Source passage START

Welcome back to Our American Stories. This time, we journey to Chicago to meet Chad Schumacher, the founder behind Allegory Handcrafted Goods, a company renowned for crafting exquisite pens and leather items from historical woods and ancient fabrics. When people ask Chad how he started such a unique business, his usual short answer only scratches the surface. The truth is a powerful narrative of ambition, unexpected hardship, and the profound realization that sometimes, life has to unravel completely before a true calling can emerge.
Chad’s journey began amidst the whirlwind of a tech startup, the anticipation of a new baby, and the sudden unraveling of a carefully planned life. As job security vanished and new responsibilities mounted, it was an unexpected invitation from his father—a shared moment of crafting pens—that began to redefine their future. This is the story of how challenges can strip away the non-essentials, revealing a path to genuine entrepreneurship and purpose. It’s a hopeful testament to finding true passion and building something meaningful, piece by painstaking piece, even when life feels like it’s falling apart.
📖 Read the Episode Transcript
One question I’ve heard more often than any other since starting Allegory is, well, how’d you get into that? Granted, making pens from historical woods and leather goods inlaid with ancient fabrics is certainly a strange enough idea for a company to elicit that kind of question. I usually just smile and give a few-sentence answer about my Dad teaching me about pens and the rest just sort of happening. But the whole story is much more, well, it’s just more. In summer of 2011, my wife Jess and I were both working at a tech startup. We just announced that we expected our first child. Then, at the time, we were both driving luxury cars, living in the stereotypical suburban dream house. The starter home we lived in when we got married made a nice rental property that usually paid its own bills. We didn’t have huge salaries or savings, but we had stock in a company we were helping build that we hoped would be worth millions relatively soon. We had some credit card debt from our efforts to keep up with our business peers and more traditional companies, but all in all, we had life by the tail. My parents were retired and had gotten back together after a divorce, and they were excited to become full-time babysitters to their first grandchild. What happened over the rest of that year would dismantle all of those things, and it would teach me that sometimes things have to fall apart before they can really come together.

Source passage END
Information shown START

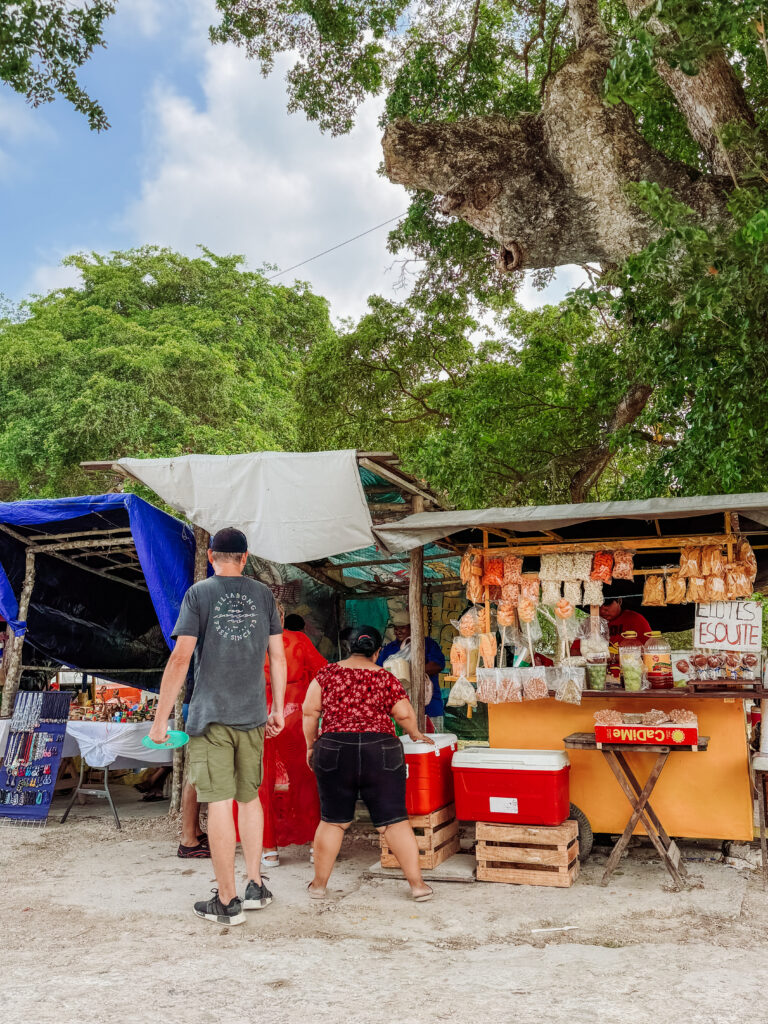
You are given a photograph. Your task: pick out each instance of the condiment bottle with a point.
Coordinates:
(657, 662)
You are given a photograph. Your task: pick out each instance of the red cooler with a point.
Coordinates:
(430, 782)
(515, 786)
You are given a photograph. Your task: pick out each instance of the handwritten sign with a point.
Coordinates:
(729, 626)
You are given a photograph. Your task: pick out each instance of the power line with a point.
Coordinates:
(334, 248)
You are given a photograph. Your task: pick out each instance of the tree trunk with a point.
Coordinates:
(550, 187)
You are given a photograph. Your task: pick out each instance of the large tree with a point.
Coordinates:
(154, 354)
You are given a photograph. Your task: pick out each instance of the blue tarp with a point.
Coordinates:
(78, 608)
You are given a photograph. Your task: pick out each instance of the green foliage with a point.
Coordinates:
(42, 44)
(156, 354)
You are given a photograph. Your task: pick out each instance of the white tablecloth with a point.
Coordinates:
(115, 743)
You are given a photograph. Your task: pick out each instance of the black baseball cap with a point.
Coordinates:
(229, 541)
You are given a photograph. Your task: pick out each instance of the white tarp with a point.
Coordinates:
(293, 507)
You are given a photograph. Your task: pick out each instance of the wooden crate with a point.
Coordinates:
(527, 855)
(436, 836)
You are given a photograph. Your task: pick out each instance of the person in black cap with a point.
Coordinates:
(228, 624)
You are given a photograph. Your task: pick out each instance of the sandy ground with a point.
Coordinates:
(97, 927)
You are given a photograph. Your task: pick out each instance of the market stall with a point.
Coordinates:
(536, 580)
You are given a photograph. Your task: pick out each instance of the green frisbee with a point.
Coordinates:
(175, 738)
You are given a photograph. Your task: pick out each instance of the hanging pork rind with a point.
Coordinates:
(736, 582)
(593, 592)
(690, 562)
(582, 564)
(529, 587)
(602, 566)
(505, 613)
(548, 567)
(653, 591)
(713, 560)
(624, 564)
(676, 587)
(550, 592)
(493, 572)
(696, 590)
(715, 589)
(745, 555)
(512, 568)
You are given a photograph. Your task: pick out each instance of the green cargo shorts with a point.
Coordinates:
(225, 763)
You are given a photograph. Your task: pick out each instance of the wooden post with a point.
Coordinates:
(202, 540)
(415, 590)
(13, 673)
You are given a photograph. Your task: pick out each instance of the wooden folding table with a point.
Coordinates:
(639, 798)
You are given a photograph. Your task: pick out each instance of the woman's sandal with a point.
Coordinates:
(315, 893)
(425, 897)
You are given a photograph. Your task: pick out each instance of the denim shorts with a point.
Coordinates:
(372, 764)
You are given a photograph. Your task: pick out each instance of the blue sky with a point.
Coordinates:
(201, 150)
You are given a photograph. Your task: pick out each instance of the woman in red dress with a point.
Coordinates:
(289, 792)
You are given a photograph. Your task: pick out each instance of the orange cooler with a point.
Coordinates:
(527, 787)
(429, 780)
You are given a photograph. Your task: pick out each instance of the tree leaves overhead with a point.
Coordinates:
(42, 45)
(156, 354)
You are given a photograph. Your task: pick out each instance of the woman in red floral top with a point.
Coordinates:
(358, 752)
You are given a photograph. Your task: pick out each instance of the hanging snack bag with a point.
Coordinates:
(690, 562)
(745, 555)
(713, 560)
(715, 589)
(653, 592)
(593, 592)
(602, 566)
(512, 568)
(696, 589)
(494, 572)
(529, 588)
(488, 649)
(676, 588)
(624, 564)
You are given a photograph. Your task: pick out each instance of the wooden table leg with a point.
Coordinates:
(671, 848)
(638, 802)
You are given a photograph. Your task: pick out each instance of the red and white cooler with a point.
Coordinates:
(429, 782)
(515, 786)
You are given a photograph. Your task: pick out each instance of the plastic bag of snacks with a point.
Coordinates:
(568, 685)
(602, 566)
(653, 591)
(745, 555)
(548, 568)
(488, 649)
(593, 592)
(529, 588)
(736, 582)
(675, 590)
(493, 574)
(713, 560)
(512, 568)
(696, 589)
(690, 562)
(535, 683)
(715, 589)
(583, 564)
(624, 564)
(505, 613)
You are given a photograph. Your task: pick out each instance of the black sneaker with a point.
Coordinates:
(214, 909)
(257, 896)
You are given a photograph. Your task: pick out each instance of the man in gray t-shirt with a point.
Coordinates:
(227, 626)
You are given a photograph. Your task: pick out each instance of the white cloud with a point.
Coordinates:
(239, 174)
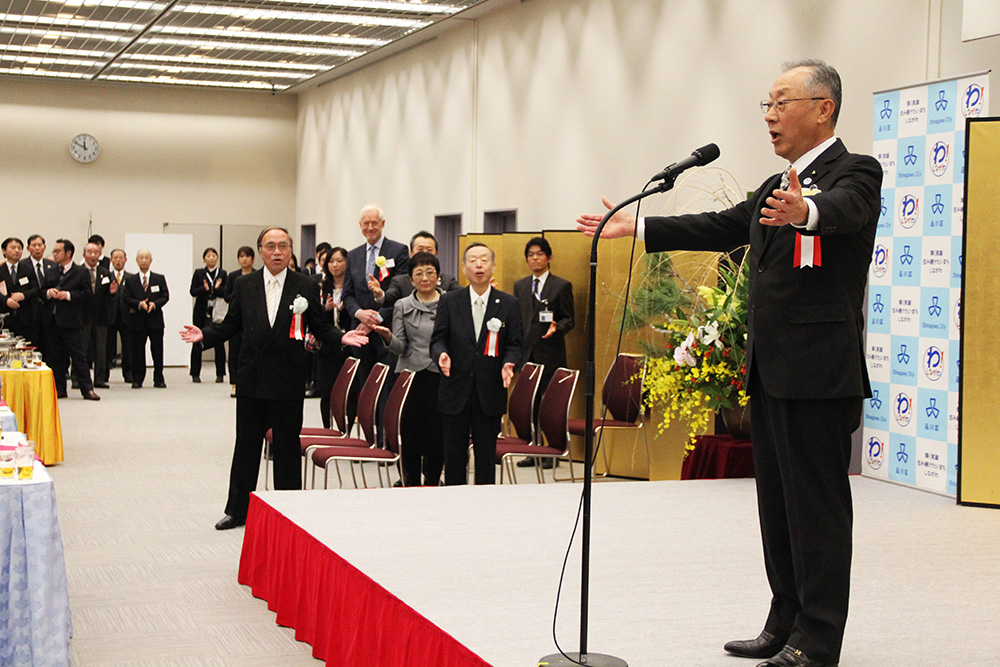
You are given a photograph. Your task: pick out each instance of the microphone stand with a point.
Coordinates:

Information shown END

● Things to do:
**A.** In the first-person account of how Allegory began, list the assets the narrator and his wife held in the summer of 2011.
**B.** According to the first-person account of how Allegory began, why did the narrator and his wife have credit card debt in 2011?
**C.** Carry the first-person account of how Allegory began forward from its last sentence.

● Answers by task:
**A.**
- Luxury cars
- The suburban dream house they lived in
- The starter home from when they married, rented out
- Stock in the tech startup they were helping build

**B.** They ran up the debt trying to keep up with their business peers and with more traditional companies.

**C.**
The company Jess and I worked at had been sort of a proving ground for me. I dabbled in various forms of garage entrepreneurship and freelancing after college, but this company had real investors and a chance for me to apply myself to a larger, more established industry. I started as essentially a graphic designer, but I was the only marketing staff, so I wore lots of hats, and eventually my work expanded into both marketing and business development, and that’s when I really learned how the sausage was made. Between the inside look I got into some big-name client and partner organizations, and the day-to-day dance of the inside of a startup, I can’t imagine any opportunity creating more learning and growth. In a few short years, the first crack started to show, and that company began to feel pressure of getting to the end of its financial runway. Any mistake started to seem bigger. Trying to hold the team together and manage a high-profile deal pipeline and raise capital to bridge the gap proved to be a pretty impossible task. I don’t remember if it was just before or just after the birth of our son, Liam, when our last paychecks came, but I know that for the first few months of his life, myself and a handful of others worked without pay, so that what money was left would let us fulfill our obligations to our clients. I remember setting my alarm for 5 a.m. every morning so that I could make sure that our servers were up and notify our tech contractors of any issues before our East Coast clients felt them. After Liam was down for the night, the evenings were spent on the back porch of that suburban dream house with my wife. We lived on the far edge of the Chicago metro area where skyscrapers give way to subdivisions, and subdivisions eventually give way to cornfields, and we talked about our future and Liam’s.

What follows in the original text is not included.